===== Given records =====

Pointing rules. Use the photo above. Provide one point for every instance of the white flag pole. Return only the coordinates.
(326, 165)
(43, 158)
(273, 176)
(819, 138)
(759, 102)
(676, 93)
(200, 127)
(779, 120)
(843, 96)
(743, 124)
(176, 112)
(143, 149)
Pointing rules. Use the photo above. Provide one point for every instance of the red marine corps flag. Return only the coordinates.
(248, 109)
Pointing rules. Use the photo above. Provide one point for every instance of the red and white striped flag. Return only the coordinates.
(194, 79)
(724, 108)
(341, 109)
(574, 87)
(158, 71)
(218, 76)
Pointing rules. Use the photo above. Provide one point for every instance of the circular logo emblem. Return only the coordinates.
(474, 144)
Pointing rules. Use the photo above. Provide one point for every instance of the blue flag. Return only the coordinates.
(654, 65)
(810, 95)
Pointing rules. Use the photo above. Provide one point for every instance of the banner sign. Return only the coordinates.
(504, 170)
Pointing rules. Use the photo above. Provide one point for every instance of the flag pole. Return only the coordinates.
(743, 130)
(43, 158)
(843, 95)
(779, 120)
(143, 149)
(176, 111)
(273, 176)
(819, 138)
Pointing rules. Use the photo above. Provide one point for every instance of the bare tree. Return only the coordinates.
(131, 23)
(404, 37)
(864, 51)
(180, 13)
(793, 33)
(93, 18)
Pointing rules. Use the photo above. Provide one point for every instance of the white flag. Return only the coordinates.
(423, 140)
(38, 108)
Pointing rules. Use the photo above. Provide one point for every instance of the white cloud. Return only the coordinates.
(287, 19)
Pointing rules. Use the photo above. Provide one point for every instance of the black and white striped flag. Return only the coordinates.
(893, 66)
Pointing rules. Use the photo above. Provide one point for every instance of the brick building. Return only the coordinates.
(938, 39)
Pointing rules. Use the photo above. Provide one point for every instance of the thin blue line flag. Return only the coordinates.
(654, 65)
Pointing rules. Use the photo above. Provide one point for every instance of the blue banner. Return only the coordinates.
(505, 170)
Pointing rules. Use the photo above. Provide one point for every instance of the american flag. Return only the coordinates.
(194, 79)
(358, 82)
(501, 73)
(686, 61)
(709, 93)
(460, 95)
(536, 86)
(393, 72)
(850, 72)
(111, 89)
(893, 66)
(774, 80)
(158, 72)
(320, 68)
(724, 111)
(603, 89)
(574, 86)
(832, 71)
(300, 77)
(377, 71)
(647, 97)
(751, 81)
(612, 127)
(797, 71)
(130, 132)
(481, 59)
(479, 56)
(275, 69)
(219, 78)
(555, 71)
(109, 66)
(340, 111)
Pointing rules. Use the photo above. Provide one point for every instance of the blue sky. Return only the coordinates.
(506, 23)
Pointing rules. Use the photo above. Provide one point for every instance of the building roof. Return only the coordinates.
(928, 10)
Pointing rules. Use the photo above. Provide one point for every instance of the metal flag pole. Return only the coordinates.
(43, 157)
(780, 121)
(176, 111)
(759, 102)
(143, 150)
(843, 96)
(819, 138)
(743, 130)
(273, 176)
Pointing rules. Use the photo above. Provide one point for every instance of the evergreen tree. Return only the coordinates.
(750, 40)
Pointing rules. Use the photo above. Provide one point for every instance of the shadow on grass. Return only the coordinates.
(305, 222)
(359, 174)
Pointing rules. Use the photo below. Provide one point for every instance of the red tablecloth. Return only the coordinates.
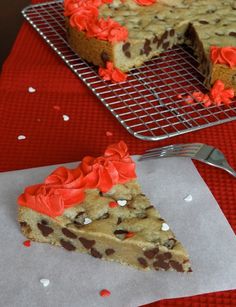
(51, 140)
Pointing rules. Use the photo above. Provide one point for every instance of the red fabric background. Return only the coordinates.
(50, 140)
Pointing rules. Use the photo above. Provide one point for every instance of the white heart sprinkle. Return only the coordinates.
(87, 221)
(188, 198)
(122, 202)
(65, 117)
(165, 227)
(45, 282)
(21, 137)
(31, 89)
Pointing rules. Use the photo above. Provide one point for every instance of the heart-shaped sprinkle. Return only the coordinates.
(188, 198)
(87, 221)
(65, 117)
(31, 89)
(45, 282)
(122, 202)
(113, 204)
(21, 137)
(108, 133)
(27, 243)
(57, 108)
(165, 227)
(105, 292)
(129, 234)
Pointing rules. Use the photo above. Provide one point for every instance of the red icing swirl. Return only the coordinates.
(112, 73)
(224, 55)
(84, 16)
(65, 188)
(218, 95)
(114, 167)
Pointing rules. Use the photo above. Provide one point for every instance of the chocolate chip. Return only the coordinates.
(68, 233)
(126, 46)
(166, 45)
(87, 243)
(143, 262)
(120, 233)
(203, 22)
(119, 220)
(172, 32)
(161, 264)
(95, 253)
(151, 253)
(44, 222)
(80, 218)
(146, 47)
(105, 57)
(67, 245)
(167, 255)
(176, 265)
(109, 251)
(46, 230)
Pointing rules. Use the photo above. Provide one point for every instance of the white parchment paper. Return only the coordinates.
(76, 279)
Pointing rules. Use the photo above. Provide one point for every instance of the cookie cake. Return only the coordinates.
(127, 33)
(99, 208)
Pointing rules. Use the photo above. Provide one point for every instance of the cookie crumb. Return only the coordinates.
(45, 282)
(27, 243)
(87, 221)
(165, 227)
(188, 198)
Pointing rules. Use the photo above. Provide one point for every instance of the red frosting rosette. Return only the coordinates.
(224, 55)
(62, 189)
(114, 167)
(84, 16)
(65, 187)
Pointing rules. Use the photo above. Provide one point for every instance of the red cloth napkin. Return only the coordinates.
(91, 127)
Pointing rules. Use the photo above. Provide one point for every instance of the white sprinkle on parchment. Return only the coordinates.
(122, 202)
(188, 198)
(165, 227)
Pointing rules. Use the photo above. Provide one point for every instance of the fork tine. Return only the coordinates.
(184, 150)
(193, 146)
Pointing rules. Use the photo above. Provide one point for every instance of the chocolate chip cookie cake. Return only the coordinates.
(99, 208)
(129, 32)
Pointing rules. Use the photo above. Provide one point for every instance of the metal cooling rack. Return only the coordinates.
(147, 104)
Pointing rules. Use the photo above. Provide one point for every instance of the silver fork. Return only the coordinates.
(198, 151)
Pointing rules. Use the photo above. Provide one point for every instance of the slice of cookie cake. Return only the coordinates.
(99, 208)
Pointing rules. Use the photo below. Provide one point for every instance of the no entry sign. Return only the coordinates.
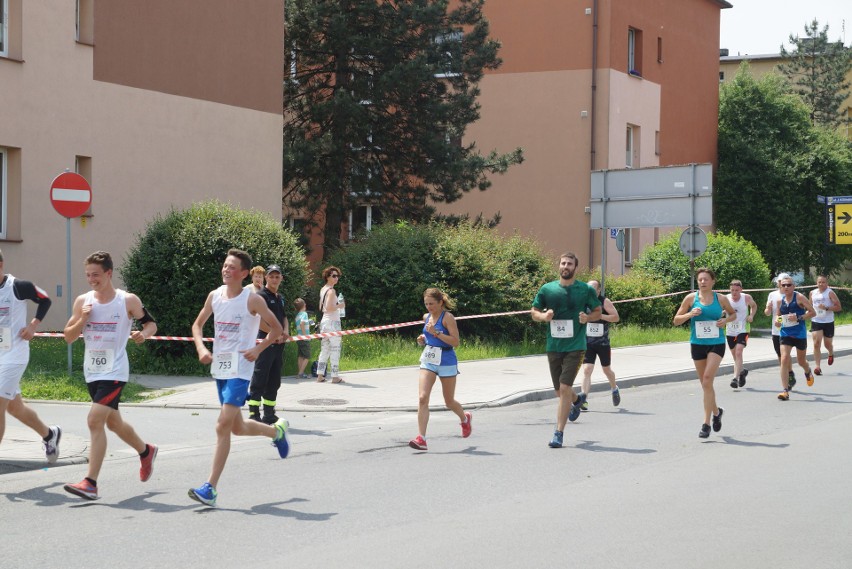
(70, 194)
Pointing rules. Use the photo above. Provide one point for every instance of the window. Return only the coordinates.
(4, 28)
(449, 54)
(3, 182)
(634, 52)
(85, 22)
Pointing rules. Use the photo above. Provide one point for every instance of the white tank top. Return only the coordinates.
(235, 330)
(106, 334)
(738, 326)
(817, 298)
(13, 317)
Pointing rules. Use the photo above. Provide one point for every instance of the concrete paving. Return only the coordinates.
(481, 384)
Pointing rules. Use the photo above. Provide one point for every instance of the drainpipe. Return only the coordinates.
(593, 117)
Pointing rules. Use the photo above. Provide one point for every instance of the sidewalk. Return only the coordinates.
(484, 383)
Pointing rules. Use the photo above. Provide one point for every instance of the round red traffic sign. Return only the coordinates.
(70, 194)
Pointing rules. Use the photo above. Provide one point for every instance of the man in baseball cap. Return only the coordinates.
(266, 379)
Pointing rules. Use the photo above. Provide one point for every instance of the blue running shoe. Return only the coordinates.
(556, 441)
(280, 441)
(205, 494)
(574, 413)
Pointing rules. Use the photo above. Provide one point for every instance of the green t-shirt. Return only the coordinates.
(566, 302)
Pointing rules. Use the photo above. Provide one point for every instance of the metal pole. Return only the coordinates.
(69, 296)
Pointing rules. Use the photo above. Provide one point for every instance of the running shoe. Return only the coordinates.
(556, 441)
(147, 468)
(574, 413)
(467, 426)
(84, 489)
(280, 440)
(51, 446)
(418, 442)
(205, 494)
(717, 421)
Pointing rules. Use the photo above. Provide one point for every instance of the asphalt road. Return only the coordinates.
(634, 487)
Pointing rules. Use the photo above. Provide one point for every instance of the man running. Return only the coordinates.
(266, 379)
(105, 316)
(15, 336)
(793, 310)
(562, 304)
(825, 303)
(597, 346)
(237, 314)
(736, 332)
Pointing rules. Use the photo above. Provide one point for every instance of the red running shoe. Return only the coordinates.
(147, 468)
(467, 427)
(418, 442)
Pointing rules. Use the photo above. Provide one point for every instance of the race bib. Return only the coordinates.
(562, 328)
(5, 339)
(431, 355)
(594, 329)
(706, 329)
(224, 365)
(99, 361)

=====

§ What is asked
Starting from the line with "t-shirt. Return only the coordinates." and ending with the final line of the data, quote every line exactly, both ends included.

§ Solved exercise
Pointing rules. Use the photo above. Provide one point for every instance of the green t-shirt. Return only the coordinates.
(566, 302)
Pointing rules. Use the photo above. Provide one point for every instance of the metal pole. Return only the coordinates.
(69, 296)
Pointing rules. Use the photo above. Provide one point for every instance of the running shoe. Return only the coordinates.
(556, 441)
(147, 468)
(574, 413)
(467, 426)
(84, 489)
(280, 440)
(51, 446)
(418, 442)
(205, 494)
(717, 421)
Pointing rules. Use the photo above. Provide one point for every instance of the asphalt road. Return only the coordinates.
(634, 487)
Pointing rules. Use the photo above. Provide one point for every instance of the man running. Return only the coordinates.
(266, 379)
(105, 316)
(15, 336)
(793, 310)
(562, 304)
(825, 303)
(597, 346)
(237, 314)
(736, 332)
Pointing rules. Use the photo above. Provide one point for every instance of the red running shoe. Return only the coordinates.
(147, 468)
(467, 427)
(418, 442)
Pointing rules. Use the photo above. Provide one point for every instance of the race bib. Return only the coordinates.
(562, 328)
(5, 339)
(431, 355)
(594, 329)
(706, 329)
(224, 365)
(99, 361)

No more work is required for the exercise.